Предки отца Всеволода были военными. Отец его был архитектором, но все дяди были офицерами. И сам он мечтал стать военным. В кадетский корпус принимали только с 10 лет. Для подготовки к корпусу маленький Всеволод Дмитриевич Шпиллер поступил в киевское реальное училище святой Екатерины, в старших классах которого учился в это время мой отец. Но революция не дала возможности окончить корпус, и юный Всеволод Шпиллер стал участником Белого движения, сначала в кавалерии, потом в артиллерии. Осенью 1919 года Антон Деникин издал роковой указ об отправке всех недоучившихся с фронта в соответствующие учебные заведения, и Шпиллер был зачислен в Сергиевское артиллерийское училище, окончить которое ему довелось уже в изгнании, в Болгарии.

В это время русская молодежь в Болгарии имела двух старцев: архиепископа Феофана (Быстрова), бывшего царского духовника, и владыку Серафима (Соболева), недавно прославленного в лике святых Русской и Болгарской Церквами. Всеволод Шпиллер встал под духовное руководство владыки Серафима, который направил его учиться на только что открытый богословский факультет Софийского университета. Открытие факультета стало возможным благодаря появлению в Болгарии русских церковных ученых. Это корифей русской библеистики и патрологии Николай Никанорович Глубоковский, юрист Михаил Валерианович Зызыкин, протопресвитер армии и флота Георгий Шавельский, Михаил Эммануилович Поснов. В то же время Всеволод Шпиллер знакомился с болгарским монашеством и был одно время на послушании в славном Рыльском монастыре.

4.jpg
Протоиерей Всеволод Шпиллер

Получив назначение настоятелем русского прихода в болгарском городе Пазарджик, отец Всеволод одновременно преподавал в болгарских учебных заведениях. Когда в ходе Второй мировой войны Красная армия пришла в Болгарию, архиепископ Серафим должен был перейти в юрисдикцию Московской Патриархии. Отец Всеволод сроднился с Болгарией, ее Церковью и ее верующим народом. Но владыка Серафим благословил его вернуться в Россию, и отец Всеволод беспрекословно вместе со своей семьей вернулся в 1950 году.

Жизнь в России не была безмятежной. К примеру, в том же году был арестован московский священник Иоанн Крестьянкин, который в наше время стал известен всей России. В 1951 году отец Всеволод был назначен настоятелем Николо-Кузнецкой церкви Москвы, где и прослужил до конца жизни (†1984). В 1970 году я пришел к отцу Всеволоду и с тех пор жил под его руководством. Сам я, начав что-то понимать, знал: священнослужение «велико и страшно», как говорится в одной из богослужебных молитв. Но отец Всеволод, задав мне два-три раза шутливый вопрос: «Ну что ты еще не поступил в семинарию?», начал серьезно говорить со мной о рукоположении.

__ЗАДАНИЕ A__
Настоятелем какой московской церкви был назначен отец Всеволод в 1951 году, согласно статье?

__СТРОКИ ДАННЫХ__
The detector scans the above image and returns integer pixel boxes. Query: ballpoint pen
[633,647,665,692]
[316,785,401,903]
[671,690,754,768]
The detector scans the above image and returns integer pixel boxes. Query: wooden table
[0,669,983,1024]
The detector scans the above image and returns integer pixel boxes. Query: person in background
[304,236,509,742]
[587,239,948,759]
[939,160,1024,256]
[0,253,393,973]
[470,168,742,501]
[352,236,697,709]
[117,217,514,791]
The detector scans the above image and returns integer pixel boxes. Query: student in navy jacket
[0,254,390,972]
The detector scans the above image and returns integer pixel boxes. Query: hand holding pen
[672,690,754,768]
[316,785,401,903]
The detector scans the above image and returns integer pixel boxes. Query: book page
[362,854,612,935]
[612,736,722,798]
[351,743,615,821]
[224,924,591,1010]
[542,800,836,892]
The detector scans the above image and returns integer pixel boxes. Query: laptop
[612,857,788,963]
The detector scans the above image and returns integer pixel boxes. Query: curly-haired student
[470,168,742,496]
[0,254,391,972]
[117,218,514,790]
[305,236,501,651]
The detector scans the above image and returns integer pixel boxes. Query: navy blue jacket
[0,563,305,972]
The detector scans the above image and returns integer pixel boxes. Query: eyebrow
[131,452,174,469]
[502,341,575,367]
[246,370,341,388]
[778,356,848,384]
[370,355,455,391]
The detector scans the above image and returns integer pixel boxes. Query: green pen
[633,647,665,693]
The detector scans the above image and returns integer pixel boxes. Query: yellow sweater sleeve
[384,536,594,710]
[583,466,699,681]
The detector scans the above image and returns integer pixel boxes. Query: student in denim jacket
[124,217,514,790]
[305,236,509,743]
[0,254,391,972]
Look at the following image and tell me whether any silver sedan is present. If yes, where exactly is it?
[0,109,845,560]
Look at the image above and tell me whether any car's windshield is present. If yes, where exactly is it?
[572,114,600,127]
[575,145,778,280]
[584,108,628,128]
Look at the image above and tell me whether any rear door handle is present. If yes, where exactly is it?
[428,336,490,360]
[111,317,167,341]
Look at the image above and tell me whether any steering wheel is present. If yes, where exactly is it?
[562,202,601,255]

__ЗАДАНИЕ B__
Перенесите в таблицу Markdown строки данных от строки, содержащей «boxes. Query: eyebrow», до последней строки данных, включая обе границы, и пропустите пустые строки. В столбце «Номер» укажите порядковый номер, в столбце «Строка» приведите саму строку.

__ОТВЕТ A__
Николо-Кузнецкой церкви.

__ОТВЕТ B__
| Номер | Строка |
|---|---|
| 1 | The detector scans the above image and returns integer pixel boxes. Query: eyebrow |
| 2 | [131,452,174,469] |
| 3 | [502,341,575,367] |
| 4 | [246,370,341,388] |
| 5 | [778,356,848,384] |
| 6 | [370,355,455,391] |
| 7 | The detector scans the above image and returns integer pixel boxes. Query: green pen |
| 8 | [633,647,665,693] |
| 9 | The detector scans the above image and returns integer pixel boxes. Query: yellow sweater sleeve |
| 10 | [384,536,594,710] |
| 11 | [583,466,699,681] |
| 12 | The detector scans the above image and returns integer pixel boxes. Query: student in denim jacket |
| 13 | [124,217,514,790] |
| 14 | [305,236,509,743] |
| 15 | [0,254,391,972] |
| 16 | Look at the following image and tell me whether any silver sedan is present. If yes, where exactly is it? |
| 17 | [0,109,845,560] |
| 18 | Look at the image above and tell me whether any car's windshield is present. If yes, where exactly is it? |
| 19 | [572,114,600,127] |
| 20 | [575,145,778,280] |
| 21 | [584,108,628,128] |
| 22 | Look at the image above and tell me whether any rear door handle is present. If yes, where exactly is it? |
| 23 | [428,336,490,360] |
| 24 | [111,317,167,341] |
| 25 | Look at the image above and tell me whether any steering wheel is present. If yes, where exactly is it? |
| 26 | [562,202,601,255] |